● **PASSAGE TO READ**
————————
If counsel meets all of the above obligations, "it then becomes the responsibility of the reviewing court to make a full examination of the proceedings and make an independent judgment to decide whether the appeal is in fact wholly frivolous." Santiago, 978 A.2d at 355 n.5; see also Commonwealth v. Yorgey, 188 A.3d 1190, 1197 (Pa. Super. 2018) (en banc) (holding that the Anders procedure requires this Court to review "the entire record with consideration first of the issues raised by counsel. ... [T]his review does not require this Court to act as counsel or otherwise advocate on behalf of a party. Rather, it requires us only to conduct a review of the record to ascertain if[,] on its face, there are non-frivolous issues that counsel, intentionally or not, missed or misstated. We need not analyze those issues of arguable merit; just identify them, deny the motion to withdraw, and order counsel to analyze them"). It is only when all of the procedural and substantive requirements are satisfied that counsel will be permitted to withdraw.
————————
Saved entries
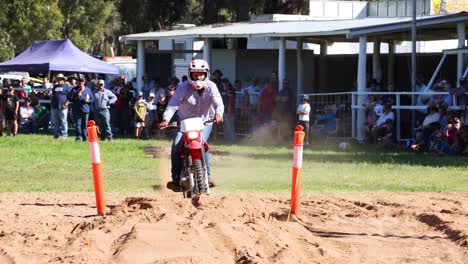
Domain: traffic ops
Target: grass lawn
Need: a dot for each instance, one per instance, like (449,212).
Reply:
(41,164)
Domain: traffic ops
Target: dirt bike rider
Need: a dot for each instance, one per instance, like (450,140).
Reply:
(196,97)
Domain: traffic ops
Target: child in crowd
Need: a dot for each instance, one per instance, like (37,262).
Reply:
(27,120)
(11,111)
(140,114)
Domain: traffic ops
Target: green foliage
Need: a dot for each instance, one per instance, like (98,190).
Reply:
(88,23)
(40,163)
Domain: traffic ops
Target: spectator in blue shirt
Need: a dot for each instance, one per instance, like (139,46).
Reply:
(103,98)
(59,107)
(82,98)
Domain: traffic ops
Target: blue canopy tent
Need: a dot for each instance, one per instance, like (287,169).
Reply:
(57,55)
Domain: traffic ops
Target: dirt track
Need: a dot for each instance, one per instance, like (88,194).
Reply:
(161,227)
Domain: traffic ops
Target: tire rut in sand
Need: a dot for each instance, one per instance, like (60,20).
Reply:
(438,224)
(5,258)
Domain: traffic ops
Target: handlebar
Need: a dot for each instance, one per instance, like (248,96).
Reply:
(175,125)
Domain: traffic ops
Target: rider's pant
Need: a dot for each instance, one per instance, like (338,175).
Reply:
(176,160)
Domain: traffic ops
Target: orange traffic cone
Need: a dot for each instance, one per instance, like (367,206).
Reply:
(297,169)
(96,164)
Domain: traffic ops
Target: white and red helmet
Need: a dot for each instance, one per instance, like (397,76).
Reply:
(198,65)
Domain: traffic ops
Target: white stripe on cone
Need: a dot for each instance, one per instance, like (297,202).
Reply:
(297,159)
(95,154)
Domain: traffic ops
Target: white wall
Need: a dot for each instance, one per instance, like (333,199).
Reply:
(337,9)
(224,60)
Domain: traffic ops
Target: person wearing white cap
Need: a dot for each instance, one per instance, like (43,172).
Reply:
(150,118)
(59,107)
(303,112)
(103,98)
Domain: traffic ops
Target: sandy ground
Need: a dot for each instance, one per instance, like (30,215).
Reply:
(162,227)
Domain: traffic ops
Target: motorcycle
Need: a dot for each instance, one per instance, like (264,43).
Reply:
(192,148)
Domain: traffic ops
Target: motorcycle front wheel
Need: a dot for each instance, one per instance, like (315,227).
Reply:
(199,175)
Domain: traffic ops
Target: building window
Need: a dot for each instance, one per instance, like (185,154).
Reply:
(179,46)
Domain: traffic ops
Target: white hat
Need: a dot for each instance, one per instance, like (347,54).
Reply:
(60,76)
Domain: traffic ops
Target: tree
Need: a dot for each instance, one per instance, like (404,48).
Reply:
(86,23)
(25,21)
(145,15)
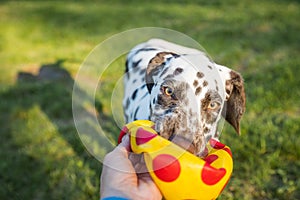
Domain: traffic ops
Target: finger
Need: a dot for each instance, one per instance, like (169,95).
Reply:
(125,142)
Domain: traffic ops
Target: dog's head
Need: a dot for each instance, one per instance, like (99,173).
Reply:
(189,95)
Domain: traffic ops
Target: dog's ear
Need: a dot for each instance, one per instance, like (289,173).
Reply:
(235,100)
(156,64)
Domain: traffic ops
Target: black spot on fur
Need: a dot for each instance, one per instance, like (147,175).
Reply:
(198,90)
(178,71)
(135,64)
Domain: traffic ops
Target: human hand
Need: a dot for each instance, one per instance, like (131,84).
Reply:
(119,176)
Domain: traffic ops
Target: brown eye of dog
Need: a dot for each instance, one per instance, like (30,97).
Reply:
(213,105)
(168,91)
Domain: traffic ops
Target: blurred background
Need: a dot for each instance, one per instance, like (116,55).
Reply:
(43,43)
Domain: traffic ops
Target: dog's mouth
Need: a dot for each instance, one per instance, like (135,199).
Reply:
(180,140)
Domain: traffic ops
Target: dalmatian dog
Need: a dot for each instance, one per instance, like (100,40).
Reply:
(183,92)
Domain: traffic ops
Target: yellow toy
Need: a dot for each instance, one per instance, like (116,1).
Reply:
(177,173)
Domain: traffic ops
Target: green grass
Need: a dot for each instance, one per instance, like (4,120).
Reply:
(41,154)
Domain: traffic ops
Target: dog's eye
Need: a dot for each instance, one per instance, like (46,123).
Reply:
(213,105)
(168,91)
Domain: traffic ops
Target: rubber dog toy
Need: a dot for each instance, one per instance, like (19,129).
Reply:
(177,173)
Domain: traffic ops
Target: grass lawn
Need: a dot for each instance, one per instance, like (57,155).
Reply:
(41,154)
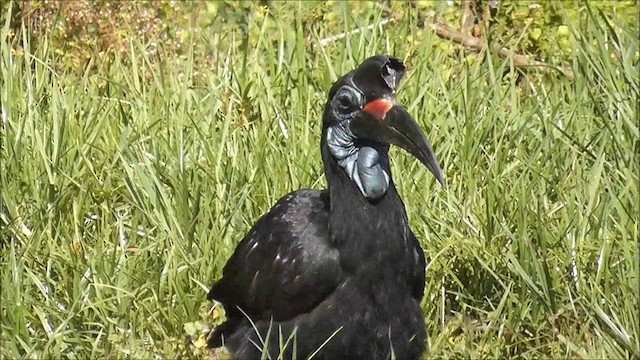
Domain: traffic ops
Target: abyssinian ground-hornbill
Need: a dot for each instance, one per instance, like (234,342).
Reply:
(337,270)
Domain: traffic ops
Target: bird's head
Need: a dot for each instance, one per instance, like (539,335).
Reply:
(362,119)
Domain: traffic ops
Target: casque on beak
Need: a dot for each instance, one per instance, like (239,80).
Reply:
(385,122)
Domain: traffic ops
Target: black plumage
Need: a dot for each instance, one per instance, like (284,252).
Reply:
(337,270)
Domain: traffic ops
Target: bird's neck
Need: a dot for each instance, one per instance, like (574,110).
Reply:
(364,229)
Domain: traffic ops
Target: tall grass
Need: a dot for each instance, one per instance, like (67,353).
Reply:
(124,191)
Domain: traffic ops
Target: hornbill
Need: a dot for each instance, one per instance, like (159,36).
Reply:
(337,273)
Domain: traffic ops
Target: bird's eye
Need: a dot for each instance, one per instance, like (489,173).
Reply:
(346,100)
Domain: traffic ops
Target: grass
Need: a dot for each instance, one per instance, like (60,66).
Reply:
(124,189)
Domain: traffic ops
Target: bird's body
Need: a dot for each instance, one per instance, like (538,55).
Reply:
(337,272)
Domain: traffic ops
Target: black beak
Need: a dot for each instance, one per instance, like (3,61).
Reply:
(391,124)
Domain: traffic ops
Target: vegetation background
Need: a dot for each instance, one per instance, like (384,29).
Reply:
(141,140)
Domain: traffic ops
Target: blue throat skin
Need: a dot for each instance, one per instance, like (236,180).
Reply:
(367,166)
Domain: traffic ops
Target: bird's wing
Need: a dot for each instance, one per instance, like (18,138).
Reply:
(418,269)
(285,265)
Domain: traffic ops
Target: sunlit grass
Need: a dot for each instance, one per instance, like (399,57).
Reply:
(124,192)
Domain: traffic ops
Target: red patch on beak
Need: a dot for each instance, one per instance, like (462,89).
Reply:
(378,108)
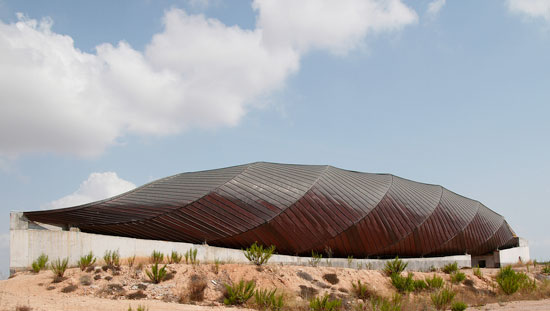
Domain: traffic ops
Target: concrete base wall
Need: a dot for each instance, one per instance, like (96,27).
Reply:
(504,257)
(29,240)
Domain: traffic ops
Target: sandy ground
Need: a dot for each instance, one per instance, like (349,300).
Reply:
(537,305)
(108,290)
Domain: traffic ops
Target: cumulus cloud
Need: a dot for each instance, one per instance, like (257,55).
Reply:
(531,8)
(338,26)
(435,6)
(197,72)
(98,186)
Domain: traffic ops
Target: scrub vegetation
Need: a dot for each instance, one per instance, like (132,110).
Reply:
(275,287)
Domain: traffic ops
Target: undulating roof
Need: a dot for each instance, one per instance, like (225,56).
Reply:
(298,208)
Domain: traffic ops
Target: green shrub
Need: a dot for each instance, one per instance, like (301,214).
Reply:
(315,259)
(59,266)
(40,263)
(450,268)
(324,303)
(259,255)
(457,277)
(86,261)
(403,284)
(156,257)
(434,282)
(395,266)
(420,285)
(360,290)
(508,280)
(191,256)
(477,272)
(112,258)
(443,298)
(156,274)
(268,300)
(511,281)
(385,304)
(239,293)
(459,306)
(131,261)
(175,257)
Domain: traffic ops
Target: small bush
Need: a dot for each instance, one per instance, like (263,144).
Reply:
————————
● **WHAT NEEDS TO BE DONE**
Under the passage on counsel's withdrawal, what must the court do once it finds issues of arguable merit in the record?

● **TASK SOLUTION**
It must identify those issues, deny the motion to withdraw, and order counsel to analyze them.